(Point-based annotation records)
Start
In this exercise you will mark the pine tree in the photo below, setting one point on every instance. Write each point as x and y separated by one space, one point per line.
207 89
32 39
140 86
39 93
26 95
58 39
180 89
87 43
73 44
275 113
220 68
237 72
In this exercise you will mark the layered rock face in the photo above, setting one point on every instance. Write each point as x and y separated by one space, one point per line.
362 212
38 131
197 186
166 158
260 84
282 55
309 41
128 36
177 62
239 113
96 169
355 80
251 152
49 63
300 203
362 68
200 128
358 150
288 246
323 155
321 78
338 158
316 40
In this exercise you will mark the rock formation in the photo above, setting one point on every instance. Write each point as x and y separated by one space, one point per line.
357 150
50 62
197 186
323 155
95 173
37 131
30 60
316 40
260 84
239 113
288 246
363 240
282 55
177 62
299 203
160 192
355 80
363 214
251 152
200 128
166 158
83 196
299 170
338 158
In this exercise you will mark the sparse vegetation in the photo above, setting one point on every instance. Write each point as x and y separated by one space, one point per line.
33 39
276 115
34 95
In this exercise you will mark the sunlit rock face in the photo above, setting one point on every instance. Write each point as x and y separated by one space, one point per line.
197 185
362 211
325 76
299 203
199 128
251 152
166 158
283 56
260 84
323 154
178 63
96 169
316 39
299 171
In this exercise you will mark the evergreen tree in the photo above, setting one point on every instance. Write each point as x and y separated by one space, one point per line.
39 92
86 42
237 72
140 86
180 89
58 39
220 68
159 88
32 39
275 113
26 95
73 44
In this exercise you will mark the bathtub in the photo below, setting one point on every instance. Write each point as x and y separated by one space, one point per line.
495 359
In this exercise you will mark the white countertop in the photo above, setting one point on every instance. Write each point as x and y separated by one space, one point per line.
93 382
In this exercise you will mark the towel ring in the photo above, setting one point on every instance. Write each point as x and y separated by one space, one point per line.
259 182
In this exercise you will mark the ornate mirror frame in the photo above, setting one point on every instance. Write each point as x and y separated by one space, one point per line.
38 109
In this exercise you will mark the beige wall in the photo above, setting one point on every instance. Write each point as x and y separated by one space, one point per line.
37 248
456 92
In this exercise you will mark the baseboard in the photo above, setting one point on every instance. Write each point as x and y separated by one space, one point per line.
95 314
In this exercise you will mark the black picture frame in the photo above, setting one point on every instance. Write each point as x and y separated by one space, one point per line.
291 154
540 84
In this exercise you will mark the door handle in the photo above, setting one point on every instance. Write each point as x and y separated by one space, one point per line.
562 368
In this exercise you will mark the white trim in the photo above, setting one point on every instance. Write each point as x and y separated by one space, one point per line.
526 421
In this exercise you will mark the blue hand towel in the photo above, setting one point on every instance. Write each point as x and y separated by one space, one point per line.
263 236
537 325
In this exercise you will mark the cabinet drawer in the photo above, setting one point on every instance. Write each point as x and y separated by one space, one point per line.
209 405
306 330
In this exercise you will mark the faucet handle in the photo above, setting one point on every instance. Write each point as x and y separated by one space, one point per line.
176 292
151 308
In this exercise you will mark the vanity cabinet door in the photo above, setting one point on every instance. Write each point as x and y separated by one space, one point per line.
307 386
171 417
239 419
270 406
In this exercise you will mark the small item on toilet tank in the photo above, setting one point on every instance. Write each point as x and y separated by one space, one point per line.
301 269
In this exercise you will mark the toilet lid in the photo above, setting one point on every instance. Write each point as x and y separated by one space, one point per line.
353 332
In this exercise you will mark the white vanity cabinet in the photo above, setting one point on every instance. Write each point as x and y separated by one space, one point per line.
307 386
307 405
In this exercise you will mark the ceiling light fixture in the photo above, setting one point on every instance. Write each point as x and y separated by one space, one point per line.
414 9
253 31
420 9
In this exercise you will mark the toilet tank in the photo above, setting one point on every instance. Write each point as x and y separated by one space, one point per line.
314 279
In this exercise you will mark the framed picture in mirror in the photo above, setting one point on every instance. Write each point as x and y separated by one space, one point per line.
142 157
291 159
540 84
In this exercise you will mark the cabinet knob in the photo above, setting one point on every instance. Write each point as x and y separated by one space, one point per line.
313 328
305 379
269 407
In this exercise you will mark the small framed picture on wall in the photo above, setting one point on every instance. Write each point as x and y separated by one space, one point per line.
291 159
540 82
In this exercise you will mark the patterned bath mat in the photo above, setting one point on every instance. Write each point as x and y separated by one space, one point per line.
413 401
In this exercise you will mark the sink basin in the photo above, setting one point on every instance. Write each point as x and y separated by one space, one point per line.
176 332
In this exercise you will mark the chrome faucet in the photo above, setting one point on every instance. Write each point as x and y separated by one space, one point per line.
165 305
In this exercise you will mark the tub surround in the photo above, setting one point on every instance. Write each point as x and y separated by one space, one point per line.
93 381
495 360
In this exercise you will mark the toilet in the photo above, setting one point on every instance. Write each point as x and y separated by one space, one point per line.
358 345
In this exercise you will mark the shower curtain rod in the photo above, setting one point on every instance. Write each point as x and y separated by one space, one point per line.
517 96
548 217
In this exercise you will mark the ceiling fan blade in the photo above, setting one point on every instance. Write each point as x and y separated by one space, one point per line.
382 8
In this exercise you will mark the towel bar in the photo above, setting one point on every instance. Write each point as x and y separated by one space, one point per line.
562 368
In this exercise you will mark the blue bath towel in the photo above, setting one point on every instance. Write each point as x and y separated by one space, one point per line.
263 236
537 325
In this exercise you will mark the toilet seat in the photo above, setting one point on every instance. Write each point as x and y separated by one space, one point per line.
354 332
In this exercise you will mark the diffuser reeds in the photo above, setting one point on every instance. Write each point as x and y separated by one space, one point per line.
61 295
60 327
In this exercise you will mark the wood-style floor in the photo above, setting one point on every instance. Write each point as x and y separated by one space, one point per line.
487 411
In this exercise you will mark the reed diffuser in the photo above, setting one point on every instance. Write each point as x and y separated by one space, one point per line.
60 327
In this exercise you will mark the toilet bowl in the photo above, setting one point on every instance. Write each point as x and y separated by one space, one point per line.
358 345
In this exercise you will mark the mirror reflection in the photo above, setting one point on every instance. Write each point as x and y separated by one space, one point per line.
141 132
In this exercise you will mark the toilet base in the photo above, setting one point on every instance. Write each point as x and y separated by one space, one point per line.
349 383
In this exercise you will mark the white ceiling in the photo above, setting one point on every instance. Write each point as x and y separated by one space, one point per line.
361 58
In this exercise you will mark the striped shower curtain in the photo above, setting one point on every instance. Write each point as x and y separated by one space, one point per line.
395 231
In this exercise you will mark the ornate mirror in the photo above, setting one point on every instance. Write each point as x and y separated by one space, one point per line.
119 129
End
> _The problem_: Recast the records above as a Markdown table with two columns, "No." for the row number and "Entry" for the line, and leave out any blank lines.

> _Written solution_:
| No. | Entry |
|---|---|
| 1 | In this exercise you will mark the pine tree in the photo below, setting one point on every instance. Write each point as x and y separated by one space, one point per line. |
| 2 | 207 89 |
| 3 | 32 39 |
| 4 | 140 86 |
| 5 | 39 93 |
| 6 | 26 95 |
| 7 | 58 39 |
| 8 | 180 89 |
| 9 | 87 43 |
| 10 | 73 44 |
| 11 | 275 113 |
| 12 | 220 68 |
| 13 | 237 72 |
| 14 | In this exercise you will mark the layered rock face in the photo above, setting one point on every instance. Write each point as x and y separated by one space, one point per line. |
| 15 | 362 212 |
| 16 | 38 131 |
| 17 | 197 186 |
| 18 | 166 158 |
| 19 | 260 84 |
| 20 | 282 55 |
| 21 | 309 41 |
| 22 | 128 36 |
| 23 | 177 62 |
| 24 | 239 113 |
| 25 | 96 169 |
| 26 | 355 80 |
| 27 | 251 152 |
| 28 | 49 63 |
| 29 | 300 203 |
| 30 | 362 68 |
| 31 | 200 128 |
| 32 | 358 150 |
| 33 | 288 246 |
| 34 | 323 155 |
| 35 | 321 78 |
| 36 | 338 158 |
| 37 | 316 40 |
| 38 | In this exercise you will mark the rock formation in the photo above, setting one point on every instance. Write each point as x and y separated by one space, one point per line. |
| 39 | 357 150 |
| 40 | 50 62 |
| 41 | 197 186 |
| 42 | 323 155 |
| 43 | 95 173 |
| 44 | 37 131 |
| 45 | 30 60 |
| 46 | 316 40 |
| 47 | 260 84 |
| 48 | 239 113 |
| 49 | 288 246 |
| 50 | 363 240 |
| 51 | 282 55 |
| 52 | 177 62 |
| 53 | 299 203 |
| 54 | 160 192 |
| 55 | 355 80 |
| 56 | 363 214 |
| 57 | 251 152 |
| 58 | 200 128 |
| 59 | 166 158 |
| 60 | 83 196 |
| 61 | 299 170 |
| 62 | 338 158 |
| 63 | In this exercise you will mark the sparse vegetation in the photo above, setting one point on every instance. Write each point as x and y separated by one space, one point per line. |
| 64 | 33 39 |
| 65 | 276 115 |
| 66 | 34 95 |
| 67 | In this exercise you will mark the sunlit rock face in the photo above, setting one point on every instance. Write each point as x and y separated by one space, one point per line. |
| 68 | 197 185 |
| 69 | 362 211 |
| 70 | 325 76 |
| 71 | 299 203 |
| 72 | 199 128 |
| 73 | 251 152 |
| 74 | 166 158 |
| 75 | 283 56 |
| 76 | 260 84 |
| 77 | 323 154 |
| 78 | 178 63 |
| 79 | 96 169 |
| 80 | 316 39 |
| 81 | 299 171 |
| 82 | In this exercise you will mark the evergreen tree in the photo above, setting one point on every instance. Write each point as x and y separated by one space, one point per line. |
| 83 | 39 92 |
| 84 | 86 42 |
| 85 | 237 72 |
| 86 | 140 86 |
| 87 | 180 89 |
| 88 | 58 39 |
| 89 | 220 68 |
| 90 | 159 88 |
| 91 | 32 39 |
| 92 | 275 113 |
| 93 | 26 95 |
| 94 | 73 44 |
| 95 | In this exercise you will mark the bathtub in the photo below, setting one point on every instance. Write each point as x and y separated by one space, one point per line. |
| 96 | 495 359 |
| 97 | In this exercise you will mark the white countertop in the photo above, setting one point on every instance. Write each point as x and y separated by one space, one point per line. |
| 98 | 93 382 |
| 99 | In this exercise you will mark the towel ring in the photo above, setting one point on every instance. Write each point as x and y separated by one space, one point per line. |
| 100 | 259 182 |
| 101 | In this exercise you will mark the ornate mirror frame in the photo above, setting one point on every instance. Write each point as x and y separated by one space, one point per line. |
| 102 | 38 109 |
| 103 | In this exercise you will mark the beige wall in the photo above, setting one point on every instance. Write each point as x and y separated by one space, one point per line. |
| 104 | 37 248 |
| 105 | 456 92 |
| 106 | In this exercise you will mark the baseboard in the photo above, setting one point on every instance. Write each point as x and y separated by one space, one point per line. |
| 107 | 95 314 |
| 108 | In this exercise you will mark the black picture frame in the photo above, setting one point on every instance. Write each point as x and y separated by one space, one point per line. |
| 109 | 291 154 |
| 110 | 540 84 |
| 111 | In this exercise you will mark the door handle in the photo above, setting one point on every instance. Write each point as x and y separated by one space, one point per line. |
| 112 | 562 368 |
| 113 | In this exercise you will mark the white trim in the photo above, setting one point on every instance. Write each point as x and y separated by one space, one point per line. |
| 114 | 526 421 |
| 115 | In this exercise you will mark the blue hand towel in the photo above, setting one point on every instance. Write each point as x and y separated by one space, one point per line. |
| 116 | 263 236 |
| 117 | 537 325 |
| 118 | In this exercise you will mark the cabinet drawer in the photo above, setting one point on every instance. Write each point as x and y separated by one space, one point per line. |
| 119 | 209 405 |
| 120 | 306 330 |
| 121 | In this exercise you will mark the faucet handle in the photo above, setting one point on every instance. Write each point as x and y separated by one space, one point per line. |
| 122 | 176 292 |
| 123 | 151 308 |
| 124 | In this exercise you will mark the vanity cabinet door in the photo above, setting one point on every instance. Write each point as x and y separated by one space, one point per line. |
| 125 | 307 386 |
| 126 | 171 417 |
| 127 | 239 419 |
| 128 | 270 406 |
| 129 | In this exercise you will mark the small item on toilet tank in the photo above, setting one point on every instance. Write each point as x and y separated by one space, one point per line. |
| 130 | 301 269 |
| 131 | In this exercise you will mark the toilet lid in the photo above, setting one point on every instance. Write each point as x and y separated by one space, one point per line. |
| 132 | 353 332 |
| 133 | In this exercise you will mark the white vanity cabinet in the photo above, setting one point on every instance. Write each point as x and y separated by one space, one point per line. |
| 134 | 307 386 |
| 135 | 307 405 |
| 136 | In this exercise you will mark the ceiling light fixture in the photo above, setting one point on every instance. Write each point as x and y separated by one space, one point per line. |
| 137 | 414 9 |
| 138 | 253 31 |
| 139 | 420 9 |
| 140 | In this exercise you will mark the toilet tank in the photo above, setting one point on every instance. Write each point as x and y separated by one space, one point per line. |
| 141 | 314 279 |
| 142 | In this exercise you will mark the framed picture in mirror in the photo above, setting one point on every instance. Write each point as x and y separated by one space, one point per line. |
| 143 | 142 157 |
| 144 | 291 159 |
| 145 | 540 84 |
| 146 | In this exercise you will mark the cabinet knob in the photo above, setting one point on every instance. Write each point as x and y separated by one space, one point per line. |
| 147 | 313 328 |
| 148 | 305 379 |
| 149 | 269 407 |
| 150 | In this exercise you will mark the small framed picture on wall in the photo above, setting one point on every instance. Write each point as x and y separated by one space, one point per line. |
| 151 | 291 159 |
| 152 | 540 82 |
| 153 | In this exercise you will mark the patterned bath mat in the photo above, setting one point on every instance. Write each point as x and y separated by one space, one point per line. |
| 154 | 413 401 |
| 155 | In this exercise you will mark the sink basin in the photo above, setting one point on every instance. Write each point as x and y separated by one space, one point per line. |
| 156 | 176 332 |
| 157 | In this exercise you will mark the chrome faucet in the photo above, setting one point on every instance. Write each point as x and y separated by one space, one point per line. |
| 158 | 165 305 |
| 159 | In this exercise you will mark the tub surround in the photo above, setting one point on every instance. Write each point as x and y separated by one space, one point per line. |
| 160 | 93 381 |
| 161 | 495 360 |
| 162 | In this exercise you will mark the toilet in the photo above, setting one point on every instance. Write each point as x and y separated by one space, one point per line. |
| 163 | 358 345 |
| 164 | In this exercise you will mark the shower curtain rod in the photo above, setting one point on every instance. Write each point as x and y separated by one space, one point per line. |
| 165 | 517 96 |
| 166 | 548 217 |
| 167 | In this exercise you will mark the ceiling fan blade in the photo above, setting one point on every instance. Write each point as x and y separated by one space, one point per line. |
| 168 | 382 8 |
| 169 | In this exercise you will mark the towel bar in the photo above, setting one point on every instance. Write each point as x and y separated by one space, one point per line. |
| 170 | 562 368 |
| 171 | In this exercise you will mark the blue bath towel in the photo above, setting one point on every instance. Write each point as x and y separated by one space, one point per line. |
| 172 | 263 236 |
| 173 | 537 325 |
| 174 | In this exercise you will mark the toilet seat in the photo above, setting one point on every instance. Write each point as x and y separated by one space, one point per line. |
| 175 | 354 332 |
| 176 | In this exercise you will mark the diffuser reeds in the photo above, setting one point on every instance. Write each point as x and y separated by one space, one point per line. |
| 177 | 61 295 |
| 178 | 60 327 |
| 179 | In this exercise you will mark the wood-style floor in the photo above, setting one point on every instance. Write each point as x and y separated by one space, one point per line. |
| 180 | 487 411 |
| 181 | In this exercise you will mark the reed diffuser in the photo above, setting one point on every instance. Write each point as x and y separated by one space, one point per line. |
| 182 | 60 327 |
| 183 | In this exercise you will mark the toilet bowl in the photo above, setting one point on every instance. Write each point as x and y separated by one space, one point per line. |
| 184 | 358 345 |
| 185 | In this exercise you will mark the mirror reflection in the photo above, setting one point on every instance. Write each point as x and y separated by one space, one point per line. |
| 186 | 141 132 |
| 187 | In this exercise you will mark the toilet base in the photo above, setting one point on every instance. Write each point as x and y separated by one space, one point per line. |
| 188 | 349 383 |
| 189 | In this exercise you will mark the white ceiling in the photo above, setting one point on every instance. Write each point as x and y separated by one space, one point per line. |
| 190 | 361 58 |
| 191 | In this exercise you will mark the striped shower curtain in the photo above, setting one point on every instance. Write each point as x and y separated by one space, one point per line. |
| 192 | 395 231 |
| 193 | In this exercise you will mark the ornate mirror in the photo above, setting one point on every instance. Write each point as x and y separated by one space, one point per line. |
| 194 | 119 129 |